_Extracted data entries_:
====

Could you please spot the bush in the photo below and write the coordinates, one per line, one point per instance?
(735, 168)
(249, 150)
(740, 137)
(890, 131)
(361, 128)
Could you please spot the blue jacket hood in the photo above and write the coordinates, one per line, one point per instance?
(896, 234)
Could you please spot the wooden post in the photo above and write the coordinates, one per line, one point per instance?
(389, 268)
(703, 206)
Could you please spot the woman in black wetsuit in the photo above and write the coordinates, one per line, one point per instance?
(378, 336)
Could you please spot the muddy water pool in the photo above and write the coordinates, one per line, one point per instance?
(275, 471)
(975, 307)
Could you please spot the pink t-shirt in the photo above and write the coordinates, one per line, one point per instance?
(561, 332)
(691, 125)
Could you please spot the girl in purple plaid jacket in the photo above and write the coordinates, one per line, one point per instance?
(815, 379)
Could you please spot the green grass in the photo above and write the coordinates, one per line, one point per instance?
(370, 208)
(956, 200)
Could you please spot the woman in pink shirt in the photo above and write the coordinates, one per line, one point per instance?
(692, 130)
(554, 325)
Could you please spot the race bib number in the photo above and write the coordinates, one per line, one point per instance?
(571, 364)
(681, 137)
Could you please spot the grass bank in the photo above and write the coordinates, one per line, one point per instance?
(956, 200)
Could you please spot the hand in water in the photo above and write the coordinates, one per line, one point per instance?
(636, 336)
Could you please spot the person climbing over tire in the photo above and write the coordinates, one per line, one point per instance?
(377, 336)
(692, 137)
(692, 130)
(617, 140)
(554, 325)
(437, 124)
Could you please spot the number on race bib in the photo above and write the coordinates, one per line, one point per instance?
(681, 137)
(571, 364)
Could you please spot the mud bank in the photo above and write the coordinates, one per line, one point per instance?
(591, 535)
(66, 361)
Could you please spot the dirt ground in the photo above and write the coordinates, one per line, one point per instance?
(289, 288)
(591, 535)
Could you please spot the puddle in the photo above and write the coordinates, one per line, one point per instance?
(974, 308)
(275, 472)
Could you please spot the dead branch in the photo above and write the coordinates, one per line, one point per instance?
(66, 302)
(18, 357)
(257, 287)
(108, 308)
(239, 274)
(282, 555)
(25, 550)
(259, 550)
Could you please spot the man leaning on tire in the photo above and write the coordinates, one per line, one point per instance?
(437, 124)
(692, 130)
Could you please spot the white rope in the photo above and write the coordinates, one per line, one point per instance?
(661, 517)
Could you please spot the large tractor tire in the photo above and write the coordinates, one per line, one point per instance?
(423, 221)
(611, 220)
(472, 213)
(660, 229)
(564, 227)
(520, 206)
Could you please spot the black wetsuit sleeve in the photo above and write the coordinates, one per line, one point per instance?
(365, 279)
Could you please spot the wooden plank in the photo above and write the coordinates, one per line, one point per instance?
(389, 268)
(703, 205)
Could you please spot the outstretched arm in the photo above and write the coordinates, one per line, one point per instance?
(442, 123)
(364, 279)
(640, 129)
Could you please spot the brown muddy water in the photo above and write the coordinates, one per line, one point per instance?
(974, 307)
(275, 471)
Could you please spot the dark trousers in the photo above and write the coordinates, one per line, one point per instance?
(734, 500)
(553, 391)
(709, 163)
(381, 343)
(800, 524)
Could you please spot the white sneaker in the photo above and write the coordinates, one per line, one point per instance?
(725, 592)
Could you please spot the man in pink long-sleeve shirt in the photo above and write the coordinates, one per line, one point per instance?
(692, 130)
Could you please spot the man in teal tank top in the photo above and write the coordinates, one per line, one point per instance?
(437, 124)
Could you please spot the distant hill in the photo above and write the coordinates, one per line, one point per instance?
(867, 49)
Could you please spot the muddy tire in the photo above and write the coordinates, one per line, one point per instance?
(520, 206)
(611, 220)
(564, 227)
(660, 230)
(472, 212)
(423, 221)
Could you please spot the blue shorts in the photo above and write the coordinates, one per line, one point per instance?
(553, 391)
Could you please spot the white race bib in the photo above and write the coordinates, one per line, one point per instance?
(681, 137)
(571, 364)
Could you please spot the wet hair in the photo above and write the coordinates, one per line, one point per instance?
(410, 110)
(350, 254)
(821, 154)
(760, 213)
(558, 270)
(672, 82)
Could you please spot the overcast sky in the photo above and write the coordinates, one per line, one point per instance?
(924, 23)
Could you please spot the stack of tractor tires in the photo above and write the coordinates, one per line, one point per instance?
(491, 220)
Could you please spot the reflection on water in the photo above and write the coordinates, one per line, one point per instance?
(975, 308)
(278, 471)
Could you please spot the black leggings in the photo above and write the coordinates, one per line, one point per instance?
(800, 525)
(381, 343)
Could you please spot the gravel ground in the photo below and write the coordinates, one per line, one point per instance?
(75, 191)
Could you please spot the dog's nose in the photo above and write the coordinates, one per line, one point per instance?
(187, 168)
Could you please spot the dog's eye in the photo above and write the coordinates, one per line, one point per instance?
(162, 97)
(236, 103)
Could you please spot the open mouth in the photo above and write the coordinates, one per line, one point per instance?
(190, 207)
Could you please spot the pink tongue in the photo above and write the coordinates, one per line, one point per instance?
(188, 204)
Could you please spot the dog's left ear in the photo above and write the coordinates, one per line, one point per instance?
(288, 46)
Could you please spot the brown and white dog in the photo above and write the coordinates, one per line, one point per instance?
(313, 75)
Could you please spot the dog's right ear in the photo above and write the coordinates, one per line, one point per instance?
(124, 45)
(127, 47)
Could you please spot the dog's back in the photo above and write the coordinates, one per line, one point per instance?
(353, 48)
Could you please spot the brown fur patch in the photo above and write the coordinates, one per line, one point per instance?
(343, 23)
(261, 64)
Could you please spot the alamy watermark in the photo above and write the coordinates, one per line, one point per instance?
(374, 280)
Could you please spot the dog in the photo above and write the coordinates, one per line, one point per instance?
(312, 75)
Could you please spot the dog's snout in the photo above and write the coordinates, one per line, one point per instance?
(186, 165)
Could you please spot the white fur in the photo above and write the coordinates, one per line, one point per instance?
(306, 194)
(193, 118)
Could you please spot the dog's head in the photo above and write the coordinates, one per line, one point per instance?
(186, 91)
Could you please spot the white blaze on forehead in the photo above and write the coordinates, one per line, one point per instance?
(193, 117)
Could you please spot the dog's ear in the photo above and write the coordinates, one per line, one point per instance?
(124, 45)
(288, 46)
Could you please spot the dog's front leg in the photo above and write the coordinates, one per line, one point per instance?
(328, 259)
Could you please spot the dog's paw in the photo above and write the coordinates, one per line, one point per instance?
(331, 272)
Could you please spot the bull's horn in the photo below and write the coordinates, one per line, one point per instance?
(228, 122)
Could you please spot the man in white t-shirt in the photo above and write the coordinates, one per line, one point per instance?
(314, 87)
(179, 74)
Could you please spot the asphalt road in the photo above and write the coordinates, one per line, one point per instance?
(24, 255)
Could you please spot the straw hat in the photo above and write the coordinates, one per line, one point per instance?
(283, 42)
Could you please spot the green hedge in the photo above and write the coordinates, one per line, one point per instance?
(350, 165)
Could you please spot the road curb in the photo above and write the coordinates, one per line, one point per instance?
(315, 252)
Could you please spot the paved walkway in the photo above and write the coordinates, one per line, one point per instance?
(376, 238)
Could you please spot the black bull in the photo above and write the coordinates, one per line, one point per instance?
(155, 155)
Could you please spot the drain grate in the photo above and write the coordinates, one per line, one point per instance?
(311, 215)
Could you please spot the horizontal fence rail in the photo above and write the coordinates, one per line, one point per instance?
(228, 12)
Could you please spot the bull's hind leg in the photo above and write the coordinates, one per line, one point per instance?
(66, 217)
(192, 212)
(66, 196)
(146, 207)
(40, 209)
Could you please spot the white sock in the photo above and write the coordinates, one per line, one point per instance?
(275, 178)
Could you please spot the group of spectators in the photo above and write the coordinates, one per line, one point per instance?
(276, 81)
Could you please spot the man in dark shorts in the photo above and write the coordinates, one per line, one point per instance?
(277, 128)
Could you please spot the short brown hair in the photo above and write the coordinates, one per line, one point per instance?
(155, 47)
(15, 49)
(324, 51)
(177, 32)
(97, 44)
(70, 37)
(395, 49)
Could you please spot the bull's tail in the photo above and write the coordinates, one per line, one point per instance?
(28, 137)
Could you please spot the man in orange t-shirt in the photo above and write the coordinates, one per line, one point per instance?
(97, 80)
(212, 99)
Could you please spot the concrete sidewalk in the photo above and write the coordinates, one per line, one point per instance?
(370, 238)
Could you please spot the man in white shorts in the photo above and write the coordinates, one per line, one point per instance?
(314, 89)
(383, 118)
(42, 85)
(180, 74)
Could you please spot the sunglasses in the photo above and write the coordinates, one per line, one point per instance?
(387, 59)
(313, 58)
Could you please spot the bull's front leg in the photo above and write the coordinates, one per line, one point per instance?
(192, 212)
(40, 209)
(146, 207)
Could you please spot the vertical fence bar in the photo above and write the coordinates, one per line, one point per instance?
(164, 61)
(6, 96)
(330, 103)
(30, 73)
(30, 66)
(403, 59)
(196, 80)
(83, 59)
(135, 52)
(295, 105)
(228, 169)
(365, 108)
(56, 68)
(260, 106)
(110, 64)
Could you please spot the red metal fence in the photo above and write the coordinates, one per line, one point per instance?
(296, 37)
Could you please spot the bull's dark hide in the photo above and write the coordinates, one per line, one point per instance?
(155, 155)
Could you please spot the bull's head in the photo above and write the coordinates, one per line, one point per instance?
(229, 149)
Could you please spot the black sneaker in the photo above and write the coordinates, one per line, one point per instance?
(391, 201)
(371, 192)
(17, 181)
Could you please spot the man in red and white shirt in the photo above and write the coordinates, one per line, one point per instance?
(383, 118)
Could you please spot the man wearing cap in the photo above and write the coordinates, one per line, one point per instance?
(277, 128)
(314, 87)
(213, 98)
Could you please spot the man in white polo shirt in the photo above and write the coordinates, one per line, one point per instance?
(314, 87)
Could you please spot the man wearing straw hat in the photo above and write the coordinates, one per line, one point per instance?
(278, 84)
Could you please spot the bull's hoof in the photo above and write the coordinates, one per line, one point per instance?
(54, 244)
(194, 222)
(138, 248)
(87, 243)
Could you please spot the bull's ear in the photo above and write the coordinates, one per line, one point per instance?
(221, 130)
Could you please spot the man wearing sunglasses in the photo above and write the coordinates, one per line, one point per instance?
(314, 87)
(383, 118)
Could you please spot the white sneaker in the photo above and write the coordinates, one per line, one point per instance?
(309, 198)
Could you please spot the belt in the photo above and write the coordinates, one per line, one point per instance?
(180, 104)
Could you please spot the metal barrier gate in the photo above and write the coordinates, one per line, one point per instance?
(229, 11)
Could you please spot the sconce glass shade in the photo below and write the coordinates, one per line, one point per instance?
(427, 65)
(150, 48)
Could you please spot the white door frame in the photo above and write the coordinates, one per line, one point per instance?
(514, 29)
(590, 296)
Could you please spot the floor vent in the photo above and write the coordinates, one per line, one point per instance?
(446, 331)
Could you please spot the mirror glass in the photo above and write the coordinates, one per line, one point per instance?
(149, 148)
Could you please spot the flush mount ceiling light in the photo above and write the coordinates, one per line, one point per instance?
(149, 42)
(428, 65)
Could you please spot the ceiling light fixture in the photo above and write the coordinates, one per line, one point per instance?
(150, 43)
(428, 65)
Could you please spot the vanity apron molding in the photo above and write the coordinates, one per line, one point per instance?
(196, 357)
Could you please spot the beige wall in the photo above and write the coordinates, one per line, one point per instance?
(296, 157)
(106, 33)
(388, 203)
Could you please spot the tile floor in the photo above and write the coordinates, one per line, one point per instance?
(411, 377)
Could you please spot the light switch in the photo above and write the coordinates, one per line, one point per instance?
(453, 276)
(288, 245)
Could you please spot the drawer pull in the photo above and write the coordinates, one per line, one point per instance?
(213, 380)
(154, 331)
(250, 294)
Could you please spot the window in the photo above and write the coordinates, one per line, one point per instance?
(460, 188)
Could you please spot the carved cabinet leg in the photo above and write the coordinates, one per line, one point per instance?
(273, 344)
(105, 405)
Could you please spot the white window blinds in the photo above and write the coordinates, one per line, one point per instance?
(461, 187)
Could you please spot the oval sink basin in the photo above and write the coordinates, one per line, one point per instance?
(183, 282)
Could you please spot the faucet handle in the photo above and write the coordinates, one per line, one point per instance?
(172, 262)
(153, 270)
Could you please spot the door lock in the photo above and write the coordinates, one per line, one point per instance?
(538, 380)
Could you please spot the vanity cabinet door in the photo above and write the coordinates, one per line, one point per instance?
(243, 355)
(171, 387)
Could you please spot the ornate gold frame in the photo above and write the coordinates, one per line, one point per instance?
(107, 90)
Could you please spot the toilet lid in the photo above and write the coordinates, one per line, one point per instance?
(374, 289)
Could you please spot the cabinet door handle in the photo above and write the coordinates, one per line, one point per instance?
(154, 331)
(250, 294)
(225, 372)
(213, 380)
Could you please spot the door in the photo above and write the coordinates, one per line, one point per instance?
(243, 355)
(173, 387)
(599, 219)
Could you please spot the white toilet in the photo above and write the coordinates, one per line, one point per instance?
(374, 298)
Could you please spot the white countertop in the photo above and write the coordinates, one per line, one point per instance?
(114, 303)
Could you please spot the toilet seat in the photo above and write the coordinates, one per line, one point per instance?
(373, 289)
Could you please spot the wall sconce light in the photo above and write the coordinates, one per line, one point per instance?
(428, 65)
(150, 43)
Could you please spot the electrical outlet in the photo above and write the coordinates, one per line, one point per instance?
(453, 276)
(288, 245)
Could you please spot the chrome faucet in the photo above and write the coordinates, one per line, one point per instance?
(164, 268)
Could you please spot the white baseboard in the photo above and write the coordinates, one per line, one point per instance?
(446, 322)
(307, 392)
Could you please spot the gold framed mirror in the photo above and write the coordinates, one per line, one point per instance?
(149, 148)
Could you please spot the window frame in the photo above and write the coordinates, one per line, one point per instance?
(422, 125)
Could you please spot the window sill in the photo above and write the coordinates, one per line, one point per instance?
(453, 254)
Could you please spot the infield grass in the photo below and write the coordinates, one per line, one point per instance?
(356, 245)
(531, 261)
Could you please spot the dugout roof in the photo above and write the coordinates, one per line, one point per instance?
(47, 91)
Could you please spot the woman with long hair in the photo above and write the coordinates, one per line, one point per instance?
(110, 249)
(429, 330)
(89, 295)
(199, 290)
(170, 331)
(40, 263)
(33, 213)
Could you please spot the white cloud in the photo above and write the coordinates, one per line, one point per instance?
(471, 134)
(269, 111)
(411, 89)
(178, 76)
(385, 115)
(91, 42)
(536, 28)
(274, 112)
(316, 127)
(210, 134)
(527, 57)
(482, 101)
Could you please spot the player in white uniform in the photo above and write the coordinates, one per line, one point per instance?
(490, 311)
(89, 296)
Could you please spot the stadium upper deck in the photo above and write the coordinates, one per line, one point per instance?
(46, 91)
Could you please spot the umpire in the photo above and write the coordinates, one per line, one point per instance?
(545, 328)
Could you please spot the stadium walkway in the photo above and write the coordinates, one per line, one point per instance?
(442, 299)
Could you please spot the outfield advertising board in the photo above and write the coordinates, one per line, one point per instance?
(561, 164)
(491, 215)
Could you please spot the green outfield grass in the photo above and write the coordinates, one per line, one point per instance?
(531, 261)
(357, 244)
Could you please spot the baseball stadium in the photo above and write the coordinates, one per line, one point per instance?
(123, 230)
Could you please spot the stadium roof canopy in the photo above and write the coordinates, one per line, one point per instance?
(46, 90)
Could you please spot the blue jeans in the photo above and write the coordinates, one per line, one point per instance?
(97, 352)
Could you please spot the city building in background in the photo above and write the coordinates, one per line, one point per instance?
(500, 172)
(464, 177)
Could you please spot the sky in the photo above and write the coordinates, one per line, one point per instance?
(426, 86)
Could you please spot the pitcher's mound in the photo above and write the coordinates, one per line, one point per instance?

====

_Task to complete_: Leave out every line before the one containing "Could you please spot the stadium upper"; set down that line and all remaining lines of the material exactly.

_Exercise solution_:
Could you please spot the stadium upper deck in the photo above and write the coordinates, one per line, one point per instance?
(46, 91)
Could you please spot the umpire in the photo above and write the coordinates, one per line, one point per instance?
(545, 328)
Could you please spot the stadium walkway in the photo above and write the coordinates, one per line, one point per instance?
(442, 299)
Could you please spot the outfield advertising board in the photo above and write the coordinates, one per line, one point per instance?
(561, 164)
(491, 215)
Could you please spot the green outfield grass in the photo above and write the coordinates, one per line, one point per instance?
(531, 261)
(357, 244)
Could you please spot the baseball stadium in the photo above and write the coordinates, one per line, one point per instance?
(123, 230)
Could you please spot the stadium roof canopy in the photo above and write the coordinates, one per line, one point per instance?
(46, 90)
Could you please spot the blue jeans in the photo above and write the coordinates, one per line, one point per instance?
(97, 352)
Could you please spot the city building in background in the photo above and write the coordinates, one per line, one point per instance?
(500, 172)
(464, 177)
Could you please spot the sky in the photo above and write the coordinates, one per line, one point per instance?
(426, 86)
Could you please spot the pitcher's mound in the photo above and write the coordinates, one per line, one point per instance?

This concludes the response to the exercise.